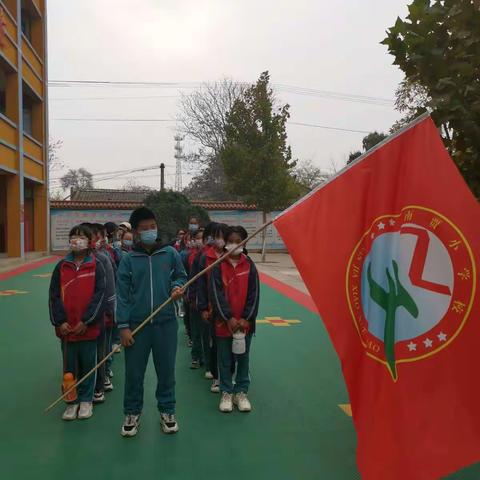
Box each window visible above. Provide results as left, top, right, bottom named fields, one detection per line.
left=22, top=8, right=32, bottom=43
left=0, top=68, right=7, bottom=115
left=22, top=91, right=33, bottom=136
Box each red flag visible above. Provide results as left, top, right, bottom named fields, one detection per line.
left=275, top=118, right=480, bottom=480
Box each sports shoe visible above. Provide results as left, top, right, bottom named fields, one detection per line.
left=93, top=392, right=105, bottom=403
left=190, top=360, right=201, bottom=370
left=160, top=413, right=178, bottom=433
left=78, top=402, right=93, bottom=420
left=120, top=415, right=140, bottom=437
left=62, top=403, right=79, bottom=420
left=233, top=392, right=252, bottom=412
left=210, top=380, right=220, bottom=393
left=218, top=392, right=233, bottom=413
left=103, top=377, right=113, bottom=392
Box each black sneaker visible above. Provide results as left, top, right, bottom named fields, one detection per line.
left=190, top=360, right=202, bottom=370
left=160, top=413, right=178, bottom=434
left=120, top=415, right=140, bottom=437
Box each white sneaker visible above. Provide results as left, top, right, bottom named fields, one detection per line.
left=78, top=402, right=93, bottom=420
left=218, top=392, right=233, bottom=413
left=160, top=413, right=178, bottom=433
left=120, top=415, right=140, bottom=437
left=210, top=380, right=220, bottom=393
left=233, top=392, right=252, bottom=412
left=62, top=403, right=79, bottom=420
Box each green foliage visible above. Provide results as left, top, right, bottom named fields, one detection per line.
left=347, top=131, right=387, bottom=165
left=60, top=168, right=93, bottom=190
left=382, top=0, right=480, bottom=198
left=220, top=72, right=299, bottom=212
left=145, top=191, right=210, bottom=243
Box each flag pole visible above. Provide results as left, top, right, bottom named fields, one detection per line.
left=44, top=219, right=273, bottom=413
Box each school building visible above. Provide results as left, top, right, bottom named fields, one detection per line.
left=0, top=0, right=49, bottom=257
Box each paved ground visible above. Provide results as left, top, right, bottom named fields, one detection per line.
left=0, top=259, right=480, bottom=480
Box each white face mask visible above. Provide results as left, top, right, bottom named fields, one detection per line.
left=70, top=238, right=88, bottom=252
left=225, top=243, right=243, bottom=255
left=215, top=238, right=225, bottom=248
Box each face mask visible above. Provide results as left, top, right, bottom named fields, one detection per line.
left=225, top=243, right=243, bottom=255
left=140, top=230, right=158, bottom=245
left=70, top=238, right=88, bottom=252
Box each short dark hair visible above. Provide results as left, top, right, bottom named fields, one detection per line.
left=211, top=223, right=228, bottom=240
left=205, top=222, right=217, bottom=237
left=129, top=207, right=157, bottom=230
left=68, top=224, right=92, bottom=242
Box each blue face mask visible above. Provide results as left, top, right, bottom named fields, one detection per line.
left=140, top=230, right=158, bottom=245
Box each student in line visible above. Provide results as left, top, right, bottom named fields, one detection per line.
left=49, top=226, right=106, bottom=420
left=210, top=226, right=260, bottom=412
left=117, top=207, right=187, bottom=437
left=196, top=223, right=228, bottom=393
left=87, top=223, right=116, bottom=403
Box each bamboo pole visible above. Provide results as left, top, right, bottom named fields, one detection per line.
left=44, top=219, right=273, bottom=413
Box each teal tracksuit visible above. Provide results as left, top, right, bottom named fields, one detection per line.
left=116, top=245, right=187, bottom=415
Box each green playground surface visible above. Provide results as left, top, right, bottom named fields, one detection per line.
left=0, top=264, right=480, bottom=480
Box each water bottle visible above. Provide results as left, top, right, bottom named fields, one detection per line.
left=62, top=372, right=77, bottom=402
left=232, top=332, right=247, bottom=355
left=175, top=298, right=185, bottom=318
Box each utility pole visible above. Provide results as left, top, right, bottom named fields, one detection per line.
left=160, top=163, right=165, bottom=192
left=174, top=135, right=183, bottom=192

Given request: Reproduce every record above word for word, leaving out the pictures.

Result below:
Box each window visible above. Provide results as left, top, right, bottom named fields, one detection per line.
left=22, top=8, right=32, bottom=43
left=0, top=68, right=7, bottom=115
left=22, top=91, right=33, bottom=136
Box each red flag visible above. Provide results as left, top, right, bottom named fields, one detection per line.
left=275, top=118, right=480, bottom=480
Box each sports shoe visible above. Provide results as left, top, right, bottom named fields, one detection per line.
left=93, top=392, right=105, bottom=403
left=190, top=360, right=201, bottom=370
left=160, top=413, right=178, bottom=433
left=78, top=402, right=93, bottom=420
left=120, top=415, right=140, bottom=437
left=62, top=403, right=79, bottom=420
left=233, top=392, right=252, bottom=412
left=210, top=380, right=220, bottom=393
left=218, top=392, right=233, bottom=413
left=103, top=377, right=113, bottom=392
Box each black sneaker visible above. Provide results as left, top, right, bottom named fields, one detection per line.
left=190, top=360, right=202, bottom=370
left=160, top=413, right=178, bottom=434
left=120, top=415, right=140, bottom=437
Box each white sneaker visible above. Provide results as left, top, right, bottom named fields, one detection per line.
left=78, top=402, right=93, bottom=420
left=218, top=392, right=233, bottom=413
left=160, top=413, right=178, bottom=433
left=120, top=415, right=140, bottom=437
left=210, top=380, right=220, bottom=393
left=233, top=392, right=252, bottom=412
left=62, top=403, right=79, bottom=420
Box each green foliage visible above. Provide results as left, top, right, bottom named fields, one detection per line.
left=347, top=131, right=387, bottom=165
left=60, top=168, right=93, bottom=190
left=382, top=0, right=480, bottom=198
left=220, top=72, right=299, bottom=212
left=145, top=191, right=210, bottom=243
Box each flag pole visible above. Provide results as left, top, right, bottom named fields, one detection per line.
left=44, top=219, right=273, bottom=413
Box each school building visible above. Provide results as left, top, right, bottom named fields, one detection per line.
left=0, top=0, right=49, bottom=257
Box each paved ground visible above. Provide results as left, top, right, bottom named fields, one detection per line.
left=0, top=259, right=480, bottom=480
Box each white face mask visible above. Provide results as left, top, right, bottom named fields, one detection per line.
left=70, top=238, right=88, bottom=252
left=225, top=243, right=243, bottom=255
left=215, top=238, right=225, bottom=248
Box each face mask visible above. Provide results as left, top, right, bottom named fields, one detection per line.
left=225, top=243, right=243, bottom=255
left=140, top=230, right=158, bottom=245
left=70, top=238, right=88, bottom=252
Box each short dark hair visible above. Provide results as left, top, right, bottom named fields, one detection per line.
left=211, top=223, right=228, bottom=240
left=205, top=222, right=217, bottom=237
left=129, top=207, right=157, bottom=230
left=68, top=224, right=92, bottom=242
Box each blue face mask visible above. Provide results as left, top, right, bottom named fields, one detection per line.
left=140, top=230, right=158, bottom=245
Box each student in line visible above. Provide results as left, top, right, bottom named fields, one detection per line.
left=49, top=226, right=106, bottom=420
left=210, top=226, right=260, bottom=412
left=117, top=207, right=187, bottom=437
left=196, top=223, right=228, bottom=393
left=87, top=223, right=116, bottom=403
Box each bamboo pole visible above. Provide results as left, top, right, bottom named fields, one detection per line.
left=44, top=219, right=273, bottom=413
Box each teal tracksuit visible above. Provide results as left, top, right, bottom named fields, one detection per line.
left=116, top=245, right=187, bottom=415
Box each green playground surface visible above. Provide results as left, top, right, bottom named fields, one detection per line.
left=0, top=264, right=480, bottom=480
Box each water bottle visible above. Provide results as left, top, right, bottom named fields, one detection per line.
left=62, top=372, right=77, bottom=402
left=232, top=332, right=247, bottom=355
left=175, top=298, right=185, bottom=318
Box each utility pole visible above. Provide results as left, top, right, bottom named fields, one detection per line.
left=160, top=163, right=165, bottom=192
left=174, top=135, right=183, bottom=192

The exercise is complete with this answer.